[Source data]
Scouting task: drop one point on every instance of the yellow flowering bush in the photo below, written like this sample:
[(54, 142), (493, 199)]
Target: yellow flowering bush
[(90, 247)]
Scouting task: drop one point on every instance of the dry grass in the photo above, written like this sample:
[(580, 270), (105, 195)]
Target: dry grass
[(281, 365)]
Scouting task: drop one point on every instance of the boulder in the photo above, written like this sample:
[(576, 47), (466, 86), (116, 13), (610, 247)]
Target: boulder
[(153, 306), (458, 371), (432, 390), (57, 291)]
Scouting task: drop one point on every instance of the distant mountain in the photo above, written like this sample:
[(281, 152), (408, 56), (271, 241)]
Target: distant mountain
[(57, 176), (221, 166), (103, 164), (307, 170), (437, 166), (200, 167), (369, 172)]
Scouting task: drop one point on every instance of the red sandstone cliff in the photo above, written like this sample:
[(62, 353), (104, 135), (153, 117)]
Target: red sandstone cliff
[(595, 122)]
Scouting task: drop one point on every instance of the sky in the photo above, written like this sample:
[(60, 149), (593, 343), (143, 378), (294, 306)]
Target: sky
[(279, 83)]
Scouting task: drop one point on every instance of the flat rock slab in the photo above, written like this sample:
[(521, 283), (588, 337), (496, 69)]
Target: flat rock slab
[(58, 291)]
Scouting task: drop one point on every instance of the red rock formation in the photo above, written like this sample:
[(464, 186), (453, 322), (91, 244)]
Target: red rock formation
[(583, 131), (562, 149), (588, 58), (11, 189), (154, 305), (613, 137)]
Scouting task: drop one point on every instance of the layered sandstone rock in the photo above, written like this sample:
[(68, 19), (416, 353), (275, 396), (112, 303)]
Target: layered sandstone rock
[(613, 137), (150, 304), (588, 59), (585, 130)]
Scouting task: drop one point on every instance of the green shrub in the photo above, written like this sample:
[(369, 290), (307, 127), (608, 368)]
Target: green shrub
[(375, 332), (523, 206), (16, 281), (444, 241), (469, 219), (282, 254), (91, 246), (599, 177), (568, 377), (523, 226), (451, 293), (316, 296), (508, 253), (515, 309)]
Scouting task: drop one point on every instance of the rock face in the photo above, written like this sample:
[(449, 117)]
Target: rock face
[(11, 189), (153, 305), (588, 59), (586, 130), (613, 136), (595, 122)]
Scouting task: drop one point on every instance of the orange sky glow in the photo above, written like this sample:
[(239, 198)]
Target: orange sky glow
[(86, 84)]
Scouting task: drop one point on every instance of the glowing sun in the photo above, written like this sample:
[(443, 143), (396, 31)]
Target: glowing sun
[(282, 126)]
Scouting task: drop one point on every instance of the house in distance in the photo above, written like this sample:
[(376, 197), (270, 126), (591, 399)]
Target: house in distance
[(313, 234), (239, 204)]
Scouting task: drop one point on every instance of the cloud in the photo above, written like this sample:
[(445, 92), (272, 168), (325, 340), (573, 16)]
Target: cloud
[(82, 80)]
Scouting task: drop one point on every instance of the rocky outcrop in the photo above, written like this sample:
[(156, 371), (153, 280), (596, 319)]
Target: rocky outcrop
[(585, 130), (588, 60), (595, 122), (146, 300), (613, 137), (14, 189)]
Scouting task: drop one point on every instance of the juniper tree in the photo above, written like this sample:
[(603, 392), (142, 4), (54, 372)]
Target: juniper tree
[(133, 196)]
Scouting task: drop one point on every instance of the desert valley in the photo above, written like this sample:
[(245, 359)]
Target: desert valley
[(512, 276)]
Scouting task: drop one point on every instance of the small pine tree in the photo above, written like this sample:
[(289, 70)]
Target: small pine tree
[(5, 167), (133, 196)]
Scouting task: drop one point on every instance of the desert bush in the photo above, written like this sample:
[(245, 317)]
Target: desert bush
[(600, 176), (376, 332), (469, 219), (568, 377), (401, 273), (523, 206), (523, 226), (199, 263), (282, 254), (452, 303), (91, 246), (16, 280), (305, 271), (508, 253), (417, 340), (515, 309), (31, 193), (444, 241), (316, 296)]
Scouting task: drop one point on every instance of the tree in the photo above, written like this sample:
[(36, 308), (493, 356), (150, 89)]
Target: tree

> WHAT THE TASK ASKS: Give every entry back unchanged. Leave none out.

> WRITTEN ANSWER:
Scouting task: drop one point on every instance of the yellow flowering bush in the photo below, written like this sample:
[(54, 142), (493, 199)]
Target: yellow flowering bush
[(90, 247)]
Scouting task: drop one point on every instance of the dry grass in the photo above, written like this sample:
[(580, 270), (105, 195)]
Target: dry grass
[(281, 365)]
Scouting task: drop one point on every instance of the boulder in the photo above, written like this sample:
[(576, 47), (466, 86), (116, 13), (610, 247)]
Target: boulder
[(153, 306), (458, 371), (432, 390), (57, 291)]
Scouting task: drop one point on every instance of the distant mountain in the photo above, written like this sample:
[(281, 152), (408, 56), (271, 241)]
Target: distant mountain
[(57, 176), (221, 166), (103, 164), (307, 170), (437, 166), (200, 167), (369, 172)]
Scouting task: drop one point on every instance of the red sandstone cliff in the photo above, written like this sample:
[(62, 353), (104, 135), (153, 117)]
Target: red sandstone cliff
[(595, 122)]
Scouting task: drop one point on every instance of the sky in the photo above, written like this sample:
[(60, 149), (593, 343), (143, 378), (294, 306)]
Target: sky
[(279, 83)]
Scouting task: drop one point on every instance of the flat rock slab in the photo above, written like this sample:
[(521, 283), (588, 337), (496, 69)]
Target: flat rock slab
[(58, 291)]
Scouting task: drop one point on every instance of the red rock formation in the photo above, written like this sample:
[(464, 186), (453, 322), (91, 244)]
Target: red rock formation
[(583, 131), (562, 149), (588, 58), (11, 189), (154, 305), (613, 137)]
Scouting task: drop one point on every instance of the layered sandstone rock in the photo above, written like this sample:
[(68, 19), (416, 353), (275, 396), (112, 303)]
Target: layered sandstone rock
[(613, 137), (150, 304), (588, 59), (585, 130)]
Scouting task: drop one point on every instance of the green shrub in the photo above, written like this sample:
[(369, 290), (307, 127), (608, 368)]
Target: green shrub
[(375, 332), (523, 206), (16, 281), (444, 241), (469, 219), (282, 254), (91, 246), (599, 177), (568, 377), (523, 226), (451, 293), (316, 296), (508, 253), (515, 309)]
Scouting task: drop one point on every instance of the rock face in the photo above, written like this sample:
[(449, 117)]
Target: rock face
[(11, 189), (153, 305), (588, 59), (586, 130), (613, 136), (595, 122)]
Scouting task: drop one point on every instance of the orange sky glow in the photo above, written like this sample:
[(239, 198)]
Target: orange sky glow
[(86, 84)]
Scouting task: drop one point on every instance of the glowing sun in the photo above, written like this sample:
[(443, 143), (396, 31)]
Target: glowing sun
[(282, 126)]
Scouting task: drop one point on every instance of the house in distance in the photo above, written like this sample:
[(376, 197), (270, 126), (591, 399)]
Target: house in distance
[(313, 234), (239, 204)]
Scouting task: drop one point on every instance of the cloud in the photo above, written like this sample:
[(445, 92), (272, 168), (325, 340), (573, 16)]
Target: cloud
[(82, 80)]
Scouting task: drop one point on every instance of the rocky outcrop in the photo above, written like this sample:
[(156, 371), (153, 280), (596, 319)]
Target: rocky outcrop
[(585, 130), (588, 60), (595, 122), (146, 300), (613, 137), (14, 189)]
Scouting task: drop one point on every instance of the juniper tree in the photo above, written like this sample:
[(603, 392), (142, 4), (54, 372)]
Target: juniper tree
[(133, 196)]
Scouting task: drop one point on every instance of the desert valley in the photo above, written like this sample:
[(245, 359)]
Target: desert valley
[(512, 276)]
Scouting task: drop one point on every instance of the small pine tree in the photo above, written like this sample:
[(289, 70)]
Target: small pine tree
[(5, 167), (133, 196)]
Scouting task: drop one point on every instance of the desert bush in the photo above, written like this sample:
[(245, 317)]
Target: desert bush
[(600, 176), (376, 332), (469, 219), (568, 377), (401, 273), (523, 206), (523, 226), (199, 263), (282, 254), (452, 303), (91, 246), (16, 280), (305, 271), (508, 253), (417, 340), (515, 309), (31, 193), (444, 241), (316, 296)]
Scouting task: drop one point on every instance of the tree in the photo above, written like this sample:
[(36, 308), (493, 356), (150, 89)]
Target: tree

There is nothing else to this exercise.